» **WHAT YOU HAVE TO DO**
Copy the lines below word for word, starting with the line containing "Mark the car roof in this photo." and ending with the line containing "31;155;113;187", both included.

» **EXTRACTED INFORMATION**
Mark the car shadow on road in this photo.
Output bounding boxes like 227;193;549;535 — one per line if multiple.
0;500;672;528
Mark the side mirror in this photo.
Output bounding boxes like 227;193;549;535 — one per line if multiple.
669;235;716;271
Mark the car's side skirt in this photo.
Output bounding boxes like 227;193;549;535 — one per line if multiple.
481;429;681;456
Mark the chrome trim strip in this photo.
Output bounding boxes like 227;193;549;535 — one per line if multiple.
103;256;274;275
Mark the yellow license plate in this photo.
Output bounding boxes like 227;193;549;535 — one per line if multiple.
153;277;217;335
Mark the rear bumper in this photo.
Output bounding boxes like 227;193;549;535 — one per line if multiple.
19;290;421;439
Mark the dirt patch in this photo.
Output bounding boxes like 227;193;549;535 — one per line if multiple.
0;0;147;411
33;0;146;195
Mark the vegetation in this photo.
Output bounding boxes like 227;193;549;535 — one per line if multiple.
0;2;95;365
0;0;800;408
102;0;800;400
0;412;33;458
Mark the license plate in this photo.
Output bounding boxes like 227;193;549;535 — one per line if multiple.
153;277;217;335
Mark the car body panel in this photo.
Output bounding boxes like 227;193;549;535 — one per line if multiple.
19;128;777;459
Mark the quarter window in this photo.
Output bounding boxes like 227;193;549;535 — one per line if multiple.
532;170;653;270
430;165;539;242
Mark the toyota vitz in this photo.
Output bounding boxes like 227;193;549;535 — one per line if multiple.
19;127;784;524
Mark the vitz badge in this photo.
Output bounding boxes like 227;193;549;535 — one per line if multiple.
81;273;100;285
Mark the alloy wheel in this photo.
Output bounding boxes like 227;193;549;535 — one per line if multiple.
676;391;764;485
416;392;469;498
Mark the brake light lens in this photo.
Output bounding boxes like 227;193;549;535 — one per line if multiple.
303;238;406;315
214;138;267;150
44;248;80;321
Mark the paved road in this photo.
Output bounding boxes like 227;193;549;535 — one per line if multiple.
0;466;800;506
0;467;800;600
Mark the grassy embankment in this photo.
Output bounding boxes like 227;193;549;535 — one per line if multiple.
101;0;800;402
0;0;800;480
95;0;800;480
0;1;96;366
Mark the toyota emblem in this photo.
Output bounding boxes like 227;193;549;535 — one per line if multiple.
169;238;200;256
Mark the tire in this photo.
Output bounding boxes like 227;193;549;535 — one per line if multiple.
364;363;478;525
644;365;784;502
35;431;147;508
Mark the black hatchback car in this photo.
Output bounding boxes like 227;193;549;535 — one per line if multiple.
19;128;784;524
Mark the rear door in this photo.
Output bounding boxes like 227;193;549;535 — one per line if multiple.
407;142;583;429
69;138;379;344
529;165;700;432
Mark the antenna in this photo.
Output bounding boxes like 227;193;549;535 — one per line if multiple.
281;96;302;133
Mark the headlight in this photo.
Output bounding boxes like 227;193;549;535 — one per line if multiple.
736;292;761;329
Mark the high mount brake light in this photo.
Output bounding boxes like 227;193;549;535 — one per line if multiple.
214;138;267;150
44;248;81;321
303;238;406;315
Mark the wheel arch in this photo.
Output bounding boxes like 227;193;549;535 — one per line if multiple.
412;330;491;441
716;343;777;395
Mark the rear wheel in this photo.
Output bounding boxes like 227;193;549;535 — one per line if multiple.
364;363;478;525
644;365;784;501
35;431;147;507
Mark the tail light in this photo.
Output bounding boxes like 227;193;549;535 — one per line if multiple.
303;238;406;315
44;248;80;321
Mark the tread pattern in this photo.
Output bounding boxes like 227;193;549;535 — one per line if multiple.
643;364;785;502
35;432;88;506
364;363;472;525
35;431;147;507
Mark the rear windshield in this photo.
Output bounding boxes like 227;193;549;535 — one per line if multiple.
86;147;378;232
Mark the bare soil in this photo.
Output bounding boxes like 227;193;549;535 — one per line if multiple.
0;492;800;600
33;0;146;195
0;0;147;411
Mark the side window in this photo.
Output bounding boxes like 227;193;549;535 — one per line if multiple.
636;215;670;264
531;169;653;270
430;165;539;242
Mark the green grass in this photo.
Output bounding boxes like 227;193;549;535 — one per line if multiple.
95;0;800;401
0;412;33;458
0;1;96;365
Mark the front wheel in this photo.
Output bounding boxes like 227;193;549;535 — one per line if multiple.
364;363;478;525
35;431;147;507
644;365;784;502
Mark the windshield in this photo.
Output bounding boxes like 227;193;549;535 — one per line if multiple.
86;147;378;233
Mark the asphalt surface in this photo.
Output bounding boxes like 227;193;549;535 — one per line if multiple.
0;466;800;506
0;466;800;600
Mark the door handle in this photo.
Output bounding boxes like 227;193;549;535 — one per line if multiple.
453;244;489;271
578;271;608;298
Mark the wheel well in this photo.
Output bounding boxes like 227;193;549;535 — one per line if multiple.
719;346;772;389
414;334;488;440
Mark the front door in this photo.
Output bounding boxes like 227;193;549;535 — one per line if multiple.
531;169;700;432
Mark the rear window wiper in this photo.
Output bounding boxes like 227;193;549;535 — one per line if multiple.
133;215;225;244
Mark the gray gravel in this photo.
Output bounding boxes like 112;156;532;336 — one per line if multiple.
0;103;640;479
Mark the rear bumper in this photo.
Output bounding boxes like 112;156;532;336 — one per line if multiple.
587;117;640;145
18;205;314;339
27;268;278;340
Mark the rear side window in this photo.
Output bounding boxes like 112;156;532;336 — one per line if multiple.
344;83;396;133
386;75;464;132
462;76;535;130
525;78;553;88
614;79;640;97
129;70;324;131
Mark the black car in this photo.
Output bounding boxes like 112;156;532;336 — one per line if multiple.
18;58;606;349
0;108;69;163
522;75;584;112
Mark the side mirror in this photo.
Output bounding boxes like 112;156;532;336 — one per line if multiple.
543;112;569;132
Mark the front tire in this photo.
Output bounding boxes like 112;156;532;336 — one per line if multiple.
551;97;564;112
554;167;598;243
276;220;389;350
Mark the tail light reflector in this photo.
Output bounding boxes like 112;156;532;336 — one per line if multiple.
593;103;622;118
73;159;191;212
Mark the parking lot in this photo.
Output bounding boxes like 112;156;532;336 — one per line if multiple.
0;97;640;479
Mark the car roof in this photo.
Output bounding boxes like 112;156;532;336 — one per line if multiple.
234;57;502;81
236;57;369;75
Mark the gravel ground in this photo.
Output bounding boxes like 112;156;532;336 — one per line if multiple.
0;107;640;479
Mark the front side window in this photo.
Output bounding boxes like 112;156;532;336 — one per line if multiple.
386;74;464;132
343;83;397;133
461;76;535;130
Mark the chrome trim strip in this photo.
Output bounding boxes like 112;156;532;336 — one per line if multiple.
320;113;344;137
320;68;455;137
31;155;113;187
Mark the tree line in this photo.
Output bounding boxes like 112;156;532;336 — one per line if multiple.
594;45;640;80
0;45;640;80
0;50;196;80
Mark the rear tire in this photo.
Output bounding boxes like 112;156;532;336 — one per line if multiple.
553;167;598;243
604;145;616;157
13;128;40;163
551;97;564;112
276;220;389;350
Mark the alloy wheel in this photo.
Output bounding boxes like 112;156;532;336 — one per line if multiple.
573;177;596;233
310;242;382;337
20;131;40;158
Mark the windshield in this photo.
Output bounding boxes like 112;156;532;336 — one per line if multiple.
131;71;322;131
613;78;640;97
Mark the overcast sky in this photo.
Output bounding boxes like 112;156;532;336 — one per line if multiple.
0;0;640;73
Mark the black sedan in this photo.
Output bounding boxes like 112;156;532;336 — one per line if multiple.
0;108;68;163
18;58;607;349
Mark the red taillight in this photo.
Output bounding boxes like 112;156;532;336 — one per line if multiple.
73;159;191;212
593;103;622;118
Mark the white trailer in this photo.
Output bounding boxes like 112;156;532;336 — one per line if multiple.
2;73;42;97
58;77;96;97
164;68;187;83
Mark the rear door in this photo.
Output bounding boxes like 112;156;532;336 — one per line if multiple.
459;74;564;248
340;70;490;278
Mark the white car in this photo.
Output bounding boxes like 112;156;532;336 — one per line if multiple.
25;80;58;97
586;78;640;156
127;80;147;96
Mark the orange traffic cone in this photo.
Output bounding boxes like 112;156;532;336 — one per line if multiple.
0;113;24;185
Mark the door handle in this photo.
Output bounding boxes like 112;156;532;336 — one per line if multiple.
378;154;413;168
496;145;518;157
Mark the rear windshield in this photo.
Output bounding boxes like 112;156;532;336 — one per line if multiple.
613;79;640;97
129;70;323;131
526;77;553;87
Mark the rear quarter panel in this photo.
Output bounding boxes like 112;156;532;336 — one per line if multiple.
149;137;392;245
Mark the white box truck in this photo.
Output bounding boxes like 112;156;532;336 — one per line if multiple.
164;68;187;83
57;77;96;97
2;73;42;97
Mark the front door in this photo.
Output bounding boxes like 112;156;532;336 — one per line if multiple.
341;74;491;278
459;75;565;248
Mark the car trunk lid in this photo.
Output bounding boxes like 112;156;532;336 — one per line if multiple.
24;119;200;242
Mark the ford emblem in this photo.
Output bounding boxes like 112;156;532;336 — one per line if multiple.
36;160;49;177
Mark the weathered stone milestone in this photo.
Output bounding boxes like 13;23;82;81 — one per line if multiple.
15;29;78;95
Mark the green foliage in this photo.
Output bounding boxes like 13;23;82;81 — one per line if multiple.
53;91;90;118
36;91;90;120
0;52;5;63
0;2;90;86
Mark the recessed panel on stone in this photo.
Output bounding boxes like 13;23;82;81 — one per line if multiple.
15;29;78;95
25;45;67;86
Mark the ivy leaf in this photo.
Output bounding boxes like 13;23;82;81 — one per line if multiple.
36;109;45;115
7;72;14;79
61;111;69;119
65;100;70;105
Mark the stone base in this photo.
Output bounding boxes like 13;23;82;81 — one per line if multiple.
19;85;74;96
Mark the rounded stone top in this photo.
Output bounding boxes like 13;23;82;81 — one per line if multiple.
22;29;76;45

» **EXERCISE RESULT**
Mark the car roof in this photo.
Output bounding boxes like 112;156;532;336 — one per line if multiple.
234;57;502;81
236;57;369;75
Mark the gravel ground in this photo.
Output bounding boxes like 112;156;532;336 — one per line if multiple.
0;107;640;479
Mark the front side window in this photo.
Output bounding boxes like 112;156;532;336 — one per line if multiple.
386;74;464;132
343;83;397;133
461;76;535;130
Mark the chrome trim strip in this photo.
Output bounding boxes like 112;156;532;336 — one per line if multiple.
320;113;344;137
320;68;455;137
31;155;113;187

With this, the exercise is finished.